[Work required] Please answer this from the lecture notes on package development with devtools: what format does semantic versioning follow?

[Opening Document passage section]

Lecture 5 — Package Development with devtools

This lecture introduced the core workflow of package development, which is how you turn working code into a generic package that other people can install, understand, and trust. The process is not technically hard, but it is a lot of moving pieces to keep track of. We introduced usethis and devtools as ways to handle much of the scaffolding and busywork.

Key ideas:

  • Why packages are useful. Portability, explicit dependencies, formal documentation, and testability. The moment a second person needs your code, a package is cheaper than a script.
  • DESCRIPTION - package metadata. It declares name, version, license, authors, and which packages are required vs. suggested. Semantic versioning (MAJOR.MINOR.PATCH) and licensing overviews explained important aspects of package management.
  • roxygen2 is a pipeline. Docstrings above each function become .Rd help files and the NAMESPACE. One source of truth; the build step handles the rest.
  • Namespacing. @importFrom pkg fun or fully-qualified pkg::fun() calls keep it obvious where every symbol comes from. Loose library() calls inside package code are a big no-no.

[Closing Document passage section]
[Opening Dataset content section]

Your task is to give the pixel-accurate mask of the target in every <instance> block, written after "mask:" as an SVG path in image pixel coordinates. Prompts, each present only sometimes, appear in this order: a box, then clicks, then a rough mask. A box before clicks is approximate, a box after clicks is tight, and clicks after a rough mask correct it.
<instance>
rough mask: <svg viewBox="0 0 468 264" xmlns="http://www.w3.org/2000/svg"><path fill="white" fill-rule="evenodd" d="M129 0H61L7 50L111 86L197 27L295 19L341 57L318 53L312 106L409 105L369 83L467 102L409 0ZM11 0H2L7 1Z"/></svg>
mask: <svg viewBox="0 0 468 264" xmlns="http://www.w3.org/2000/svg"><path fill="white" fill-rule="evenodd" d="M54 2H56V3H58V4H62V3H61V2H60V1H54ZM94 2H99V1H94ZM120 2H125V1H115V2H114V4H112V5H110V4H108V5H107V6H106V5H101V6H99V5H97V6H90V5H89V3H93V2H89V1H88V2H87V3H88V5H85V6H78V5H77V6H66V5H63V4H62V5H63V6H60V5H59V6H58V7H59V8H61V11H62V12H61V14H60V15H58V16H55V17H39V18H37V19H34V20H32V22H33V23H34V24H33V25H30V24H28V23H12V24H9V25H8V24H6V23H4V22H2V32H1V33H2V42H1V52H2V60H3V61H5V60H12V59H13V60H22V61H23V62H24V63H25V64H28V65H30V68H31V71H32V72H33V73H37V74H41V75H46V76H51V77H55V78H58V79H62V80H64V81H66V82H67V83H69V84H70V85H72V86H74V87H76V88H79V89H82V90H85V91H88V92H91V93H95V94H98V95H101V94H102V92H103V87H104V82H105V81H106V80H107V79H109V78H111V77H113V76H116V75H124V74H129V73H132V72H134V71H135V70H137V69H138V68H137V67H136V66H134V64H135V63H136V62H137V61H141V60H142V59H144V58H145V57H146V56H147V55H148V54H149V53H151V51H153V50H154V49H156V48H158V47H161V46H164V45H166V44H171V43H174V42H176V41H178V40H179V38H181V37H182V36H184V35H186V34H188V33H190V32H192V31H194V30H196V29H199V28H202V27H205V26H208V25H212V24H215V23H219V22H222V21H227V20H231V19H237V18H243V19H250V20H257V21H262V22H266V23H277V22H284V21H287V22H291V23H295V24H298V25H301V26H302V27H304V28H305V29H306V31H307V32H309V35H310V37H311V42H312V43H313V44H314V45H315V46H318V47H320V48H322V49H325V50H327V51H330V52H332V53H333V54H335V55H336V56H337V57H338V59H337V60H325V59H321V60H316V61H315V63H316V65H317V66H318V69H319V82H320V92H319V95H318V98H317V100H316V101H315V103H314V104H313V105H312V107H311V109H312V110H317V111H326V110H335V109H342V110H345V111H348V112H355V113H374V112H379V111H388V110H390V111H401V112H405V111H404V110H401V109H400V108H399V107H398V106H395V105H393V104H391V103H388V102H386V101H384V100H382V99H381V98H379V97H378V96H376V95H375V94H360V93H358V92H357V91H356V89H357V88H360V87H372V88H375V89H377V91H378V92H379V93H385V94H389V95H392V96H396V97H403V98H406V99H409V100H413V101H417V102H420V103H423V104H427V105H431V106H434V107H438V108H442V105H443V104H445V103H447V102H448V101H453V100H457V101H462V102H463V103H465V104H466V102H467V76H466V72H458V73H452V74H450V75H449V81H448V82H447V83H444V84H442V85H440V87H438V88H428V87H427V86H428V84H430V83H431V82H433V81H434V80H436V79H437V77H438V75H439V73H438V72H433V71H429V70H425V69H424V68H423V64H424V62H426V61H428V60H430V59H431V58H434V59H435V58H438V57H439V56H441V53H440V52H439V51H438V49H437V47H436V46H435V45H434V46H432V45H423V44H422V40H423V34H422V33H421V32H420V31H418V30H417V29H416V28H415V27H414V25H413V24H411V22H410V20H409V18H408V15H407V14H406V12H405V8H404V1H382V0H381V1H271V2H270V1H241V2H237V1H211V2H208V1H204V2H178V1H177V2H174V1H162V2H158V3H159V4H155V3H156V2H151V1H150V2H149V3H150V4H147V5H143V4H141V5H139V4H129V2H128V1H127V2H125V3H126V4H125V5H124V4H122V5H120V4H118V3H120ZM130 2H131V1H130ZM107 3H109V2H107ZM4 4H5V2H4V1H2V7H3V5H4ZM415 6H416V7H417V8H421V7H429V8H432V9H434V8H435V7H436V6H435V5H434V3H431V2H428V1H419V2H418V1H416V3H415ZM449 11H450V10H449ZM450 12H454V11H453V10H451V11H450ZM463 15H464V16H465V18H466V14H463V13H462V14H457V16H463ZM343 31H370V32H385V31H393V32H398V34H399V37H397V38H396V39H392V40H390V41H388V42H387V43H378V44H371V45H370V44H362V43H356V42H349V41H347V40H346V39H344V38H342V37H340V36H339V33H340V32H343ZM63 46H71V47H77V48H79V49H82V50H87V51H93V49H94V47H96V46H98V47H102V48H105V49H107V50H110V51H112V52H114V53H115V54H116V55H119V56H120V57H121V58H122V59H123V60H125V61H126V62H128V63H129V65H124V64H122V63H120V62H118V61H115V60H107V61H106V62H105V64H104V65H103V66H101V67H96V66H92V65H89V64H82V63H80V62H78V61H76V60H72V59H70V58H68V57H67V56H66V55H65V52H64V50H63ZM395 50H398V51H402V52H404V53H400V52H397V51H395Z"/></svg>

[Closing Dataset content section]

[Written solution] MAJOR.MINOR.PATCH